(Collection entries)
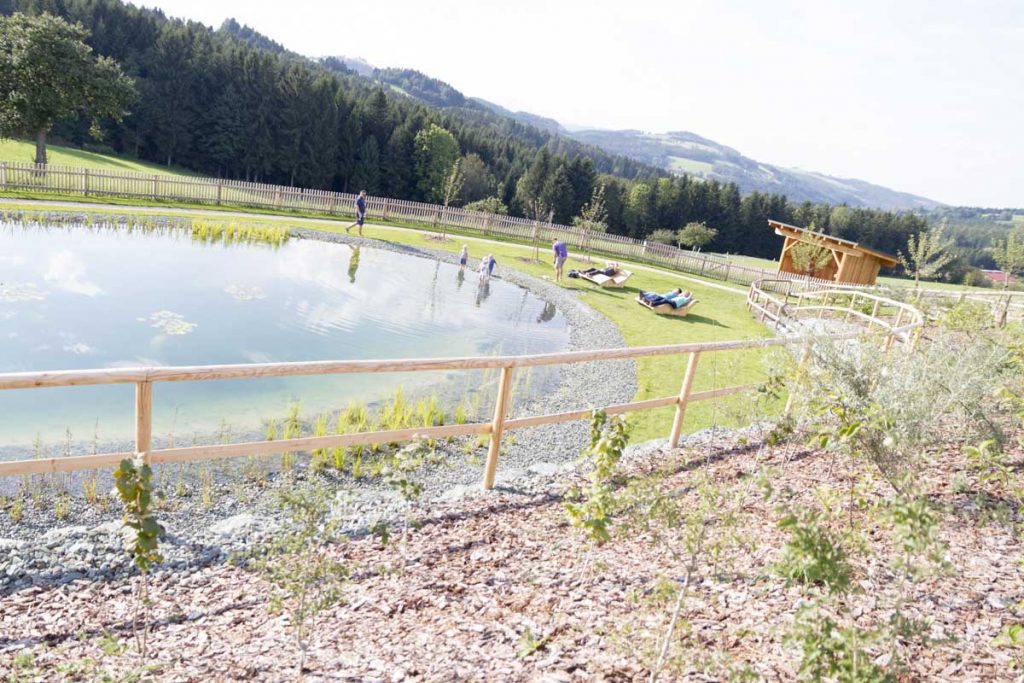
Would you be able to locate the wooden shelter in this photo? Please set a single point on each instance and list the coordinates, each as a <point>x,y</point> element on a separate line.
<point>851,263</point>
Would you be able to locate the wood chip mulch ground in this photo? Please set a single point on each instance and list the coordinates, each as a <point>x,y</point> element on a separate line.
<point>502,588</point>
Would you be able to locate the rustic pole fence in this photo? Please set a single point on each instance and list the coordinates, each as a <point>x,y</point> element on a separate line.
<point>145,379</point>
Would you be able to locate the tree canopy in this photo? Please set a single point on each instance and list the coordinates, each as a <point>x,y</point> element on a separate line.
<point>231,103</point>
<point>49,74</point>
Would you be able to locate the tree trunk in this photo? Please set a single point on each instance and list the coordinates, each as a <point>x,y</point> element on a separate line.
<point>41,145</point>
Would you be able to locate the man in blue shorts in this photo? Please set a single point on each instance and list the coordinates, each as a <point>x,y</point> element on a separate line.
<point>360,212</point>
<point>561,255</point>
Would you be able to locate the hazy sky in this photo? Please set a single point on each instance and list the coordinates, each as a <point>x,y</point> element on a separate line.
<point>920,95</point>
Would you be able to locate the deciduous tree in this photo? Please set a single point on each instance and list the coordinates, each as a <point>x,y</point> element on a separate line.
<point>48,74</point>
<point>696,236</point>
<point>927,254</point>
<point>436,151</point>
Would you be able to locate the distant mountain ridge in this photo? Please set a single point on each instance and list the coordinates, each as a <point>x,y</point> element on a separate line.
<point>683,152</point>
<point>676,152</point>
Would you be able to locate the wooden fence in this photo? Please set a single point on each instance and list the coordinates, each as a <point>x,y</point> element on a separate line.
<point>144,380</point>
<point>216,191</point>
<point>775,302</point>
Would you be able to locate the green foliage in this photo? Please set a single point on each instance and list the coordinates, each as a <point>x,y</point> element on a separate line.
<point>16,510</point>
<point>529,643</point>
<point>48,73</point>
<point>142,532</point>
<point>436,154</point>
<point>134,485</point>
<point>298,563</point>
<point>885,407</point>
<point>663,237</point>
<point>927,254</point>
<point>833,652</point>
<point>696,235</point>
<point>488,205</point>
<point>1009,253</point>
<point>320,456</point>
<point>813,555</point>
<point>594,513</point>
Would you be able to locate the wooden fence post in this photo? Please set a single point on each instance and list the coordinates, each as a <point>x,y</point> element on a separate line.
<point>684,396</point>
<point>143,419</point>
<point>497,427</point>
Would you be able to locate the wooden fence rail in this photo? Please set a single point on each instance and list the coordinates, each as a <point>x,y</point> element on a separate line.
<point>775,302</point>
<point>217,191</point>
<point>146,379</point>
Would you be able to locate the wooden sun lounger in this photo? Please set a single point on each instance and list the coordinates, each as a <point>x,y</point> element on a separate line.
<point>616,280</point>
<point>668,308</point>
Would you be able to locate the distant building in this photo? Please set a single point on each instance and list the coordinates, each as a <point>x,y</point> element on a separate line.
<point>1000,278</point>
<point>851,263</point>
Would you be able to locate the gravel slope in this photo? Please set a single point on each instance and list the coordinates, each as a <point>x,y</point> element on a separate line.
<point>41,550</point>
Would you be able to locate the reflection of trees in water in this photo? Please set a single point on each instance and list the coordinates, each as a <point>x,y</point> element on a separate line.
<point>482,292</point>
<point>517,318</point>
<point>548,312</point>
<point>353,264</point>
<point>434,294</point>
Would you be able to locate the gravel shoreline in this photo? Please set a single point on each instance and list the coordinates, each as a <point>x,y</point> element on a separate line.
<point>41,550</point>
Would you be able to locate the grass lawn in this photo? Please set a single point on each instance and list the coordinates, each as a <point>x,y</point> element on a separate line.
<point>720,315</point>
<point>24,152</point>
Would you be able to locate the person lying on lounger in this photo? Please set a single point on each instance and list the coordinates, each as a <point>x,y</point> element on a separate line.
<point>609,270</point>
<point>655,299</point>
<point>677,298</point>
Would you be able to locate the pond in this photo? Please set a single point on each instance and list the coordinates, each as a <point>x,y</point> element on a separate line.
<point>77,297</point>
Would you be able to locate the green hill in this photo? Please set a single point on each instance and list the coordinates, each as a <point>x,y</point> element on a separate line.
<point>24,152</point>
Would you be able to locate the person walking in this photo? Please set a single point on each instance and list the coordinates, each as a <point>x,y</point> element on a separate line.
<point>561,251</point>
<point>360,212</point>
<point>482,269</point>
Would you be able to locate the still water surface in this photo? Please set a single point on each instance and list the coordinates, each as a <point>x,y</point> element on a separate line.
<point>76,298</point>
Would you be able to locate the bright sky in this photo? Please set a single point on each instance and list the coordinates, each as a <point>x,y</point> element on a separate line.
<point>925,96</point>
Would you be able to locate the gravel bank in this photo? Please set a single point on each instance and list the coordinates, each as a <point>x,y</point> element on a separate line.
<point>206,525</point>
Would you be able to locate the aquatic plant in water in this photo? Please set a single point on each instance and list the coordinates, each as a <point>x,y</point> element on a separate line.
<point>169,322</point>
<point>245,293</point>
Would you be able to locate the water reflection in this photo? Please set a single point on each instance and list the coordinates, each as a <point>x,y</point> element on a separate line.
<point>482,292</point>
<point>547,313</point>
<point>353,263</point>
<point>77,298</point>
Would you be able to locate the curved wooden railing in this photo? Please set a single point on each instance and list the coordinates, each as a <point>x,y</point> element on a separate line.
<point>144,380</point>
<point>773,301</point>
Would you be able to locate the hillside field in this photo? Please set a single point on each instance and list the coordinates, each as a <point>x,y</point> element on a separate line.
<point>24,152</point>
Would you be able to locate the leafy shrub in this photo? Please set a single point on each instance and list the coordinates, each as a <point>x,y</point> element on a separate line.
<point>608,437</point>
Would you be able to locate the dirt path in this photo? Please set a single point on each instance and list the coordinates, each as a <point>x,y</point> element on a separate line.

WORK INSTRUCTION —
Only the text is to be copied: please reproduce the records exactly and drop the pictures.

TASK ANSWER —
Would you be able to locate the wooden shelter in this photo? Please set a single point on each instance and list the coordinates, each as a <point>x,y</point> element on a separate line.
<point>851,263</point>
Would you be able to locate the wood chip mulch ground in this photo? Please set a single point on each instance and list the coordinates, each as a <point>x,y</point> element on a separate line.
<point>502,588</point>
Would you be able to locate the rustic pole fence in this photo? Please set a single point on each instance and list the coordinates, each as a <point>x,y</point> element on a separate line.
<point>145,379</point>
Would you be able to locate the tree canopy in this photo? Please set a single point on each instance and list the coordinates, each as a <point>x,y</point> element on a separate line.
<point>231,103</point>
<point>49,74</point>
Would you be able to locate the tree trunk in this photo? Please set a single point on each instance and list the coordinates, each as a <point>x,y</point> element on a separate line.
<point>41,145</point>
Would you be able to locate the man in blue shorts in this photo? Please set a single point on each instance and list the coordinates, each as a <point>x,y</point> element on a separate line.
<point>360,212</point>
<point>561,255</point>
Would you be able to locate the hazy sky in this photo? Please set a single point on each instance and list the coordinates, each as a <point>x,y</point> element on a separate line.
<point>920,95</point>
Would you be able to locate the deciduous tree in this photo? Please set a single point on each instance and list the coordinates, each as a <point>x,y</point> element on a separate line.
<point>48,74</point>
<point>696,236</point>
<point>927,254</point>
<point>436,151</point>
Would you be able to locate the distant mountain ridge in this photo? Please set a single point on each instance and list the coordinates, each as a <point>x,y</point> element on a separate line.
<point>683,152</point>
<point>676,152</point>
Would you be able to locate the wooden fence in this photo? Please set a single point on each instance and list the coordinates, each as a <point>x,y</point> element on a separate line.
<point>144,380</point>
<point>216,191</point>
<point>775,302</point>
Would you be able to locate the green foliage in this photo? Please set a single point on each instance and list the coordinates, each as a <point>x,y</point> element on a separate line.
<point>16,510</point>
<point>529,643</point>
<point>48,73</point>
<point>142,532</point>
<point>436,154</point>
<point>134,485</point>
<point>298,563</point>
<point>885,407</point>
<point>663,237</point>
<point>927,254</point>
<point>833,652</point>
<point>696,235</point>
<point>488,205</point>
<point>1009,253</point>
<point>320,456</point>
<point>813,555</point>
<point>594,513</point>
Would you be able to locate the wooden fence post in this photo? Please set a single point on each instance and list the coordinates, each as a <point>x,y</point> element on a separate line.
<point>684,396</point>
<point>143,419</point>
<point>497,427</point>
Would you be able to locate the wooden fence rail in this photo? Please set a single point on each instance and list the coordinates, each as a <point>x,y</point> element on a separate line.
<point>775,302</point>
<point>217,191</point>
<point>146,379</point>
Would you be able to locate the wooden sun lounger in this photo? Please set a single point on each instance and list the coordinates, each as a <point>x,y</point> element on a separate line.
<point>616,280</point>
<point>668,308</point>
Would you be able to locate the distant building in this photo? Please set a single point on each instance and list the coordinates, each as a <point>x,y</point> element on a separate line.
<point>1000,278</point>
<point>851,263</point>
Would you be able to locate the gravel slope in this photo? Please set a single point on each instance and list the coordinates, each as a <point>x,y</point> element on a separate line.
<point>41,550</point>
Would you be able to locate the reflection of trees in water in this photo? Please set a single point on each instance and list the coordinates, each as a <point>x,y</point> element on a separate line.
<point>482,292</point>
<point>517,318</point>
<point>548,312</point>
<point>353,264</point>
<point>434,294</point>
Would you be able to locate the gravel shoreline in this photo? Please set a single point on each instance and list the coordinates, each as a <point>x,y</point> element on a separate line.
<point>41,550</point>
Would you be able to locate the grass lawn in this photo? Please set a single point on each instance and list the coordinates, each as a <point>x,y</point> element on a separate line.
<point>720,315</point>
<point>24,152</point>
Would you be able to locate the person lying on lounger in this photo? Please set a single point on each instance and list the coordinates, each as a <point>x,y</point> element on a separate line.
<point>609,270</point>
<point>655,299</point>
<point>677,298</point>
Would you be able to locate the pond in this photo? Please set a single point on each instance and list the coordinates, each as a <point>x,y</point> element on a separate line.
<point>77,297</point>
Would you be able to locate the green hill in this photo? Please set a single point on each instance and list the coordinates, each as a <point>x,y</point> element on a separate line.
<point>24,152</point>
Would you be able to locate the person walking in this photo? Please set a single point on each instance and list the coordinates, each as a <point>x,y</point> element on a separate line.
<point>561,251</point>
<point>360,212</point>
<point>482,269</point>
Would you be able to locate the still water surface in this photo? Please set a single point on each instance and list the coordinates, each as a <point>x,y</point> element on a separate line.
<point>76,298</point>
Would you be able to locate the bright sky in this photo? Please set a single point on each instance and list the coordinates, each as a <point>x,y</point> element on a separate line.
<point>925,96</point>
Would you be able to locate the gravel bank in this photo? Please set a single point on each instance and list the coordinates, each as a <point>x,y</point> element on a separate line.
<point>206,525</point>
Would you be able to locate the aquatic plant in water in this photo? Please set a single point on each instance and list the coordinates, each as a <point>x,y</point> element on a separate line.
<point>169,322</point>
<point>245,293</point>
Would you be able to locate the water reflection in this photo? Please set a single point on each instance and list the coordinates, each as a <point>x,y</point> element on a separate line.
<point>482,292</point>
<point>547,313</point>
<point>353,263</point>
<point>77,298</point>
Would you be able to locate the curved wooden railing in this photo? Please set a single point on each instance and list the coordinates, each as a <point>x,y</point> element on a separate line.
<point>144,380</point>
<point>773,301</point>
Would you be able to locate the hillside field in this photo? Please set a single point on each instance and list the coordinates, each as a <point>x,y</point> element on a separate line.
<point>24,152</point>
Would you be able to locate the leafy shrub in this photo? Please set a single point on each instance and list the coordinates, each as a <point>x,y</point> element on a separate line.
<point>608,437</point>
Would you be able to locate the dirt path in this photo? Please set a single point on each instance and list the coordinates, each as a <point>x,y</point> element on a separate line.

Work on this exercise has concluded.